Verilen görev → Aşağıdaki kayıtlarda "black" sözcüğünü içeren satırların tümünü topla.

Bir veri bloğu →

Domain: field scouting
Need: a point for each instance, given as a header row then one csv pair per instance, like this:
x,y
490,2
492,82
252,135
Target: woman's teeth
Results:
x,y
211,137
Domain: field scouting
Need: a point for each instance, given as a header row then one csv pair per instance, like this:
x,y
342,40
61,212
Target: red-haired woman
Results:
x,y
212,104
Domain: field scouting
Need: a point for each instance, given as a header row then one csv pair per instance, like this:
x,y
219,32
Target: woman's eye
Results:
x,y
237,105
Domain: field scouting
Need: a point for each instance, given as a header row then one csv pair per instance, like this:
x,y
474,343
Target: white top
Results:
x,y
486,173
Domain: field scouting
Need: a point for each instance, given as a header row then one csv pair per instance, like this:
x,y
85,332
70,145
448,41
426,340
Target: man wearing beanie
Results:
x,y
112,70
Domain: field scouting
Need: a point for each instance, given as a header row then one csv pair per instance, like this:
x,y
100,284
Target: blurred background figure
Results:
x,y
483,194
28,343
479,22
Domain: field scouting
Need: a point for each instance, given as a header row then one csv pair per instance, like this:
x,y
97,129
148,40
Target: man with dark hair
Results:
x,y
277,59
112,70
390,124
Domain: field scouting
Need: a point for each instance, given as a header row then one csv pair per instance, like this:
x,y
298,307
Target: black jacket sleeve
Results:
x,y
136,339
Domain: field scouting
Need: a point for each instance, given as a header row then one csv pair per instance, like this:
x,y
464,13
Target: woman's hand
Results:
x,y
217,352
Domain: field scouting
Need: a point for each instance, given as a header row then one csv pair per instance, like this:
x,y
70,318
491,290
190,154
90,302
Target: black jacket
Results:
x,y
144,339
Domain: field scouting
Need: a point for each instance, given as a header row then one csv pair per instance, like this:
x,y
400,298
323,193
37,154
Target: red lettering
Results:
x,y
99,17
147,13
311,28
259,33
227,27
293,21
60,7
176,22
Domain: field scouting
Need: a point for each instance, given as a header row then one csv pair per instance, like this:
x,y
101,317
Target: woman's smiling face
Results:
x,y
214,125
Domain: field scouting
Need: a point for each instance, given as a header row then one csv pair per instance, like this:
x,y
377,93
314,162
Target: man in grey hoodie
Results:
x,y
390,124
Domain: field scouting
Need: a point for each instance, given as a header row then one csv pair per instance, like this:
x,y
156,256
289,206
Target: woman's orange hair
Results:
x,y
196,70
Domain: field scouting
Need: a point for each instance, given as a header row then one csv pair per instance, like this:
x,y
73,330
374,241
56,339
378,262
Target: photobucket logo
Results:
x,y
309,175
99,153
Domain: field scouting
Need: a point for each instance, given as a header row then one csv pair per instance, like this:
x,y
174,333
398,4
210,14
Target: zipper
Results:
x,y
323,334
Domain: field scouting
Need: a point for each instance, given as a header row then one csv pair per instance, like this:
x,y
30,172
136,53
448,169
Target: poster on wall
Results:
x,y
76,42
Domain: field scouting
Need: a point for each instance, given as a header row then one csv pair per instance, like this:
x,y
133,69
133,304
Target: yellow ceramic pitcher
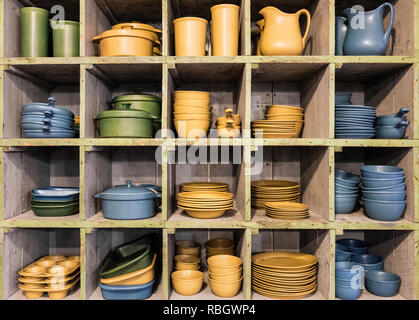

Görevin çıktısı →
Target: black jacket sleeve
Target: black jacket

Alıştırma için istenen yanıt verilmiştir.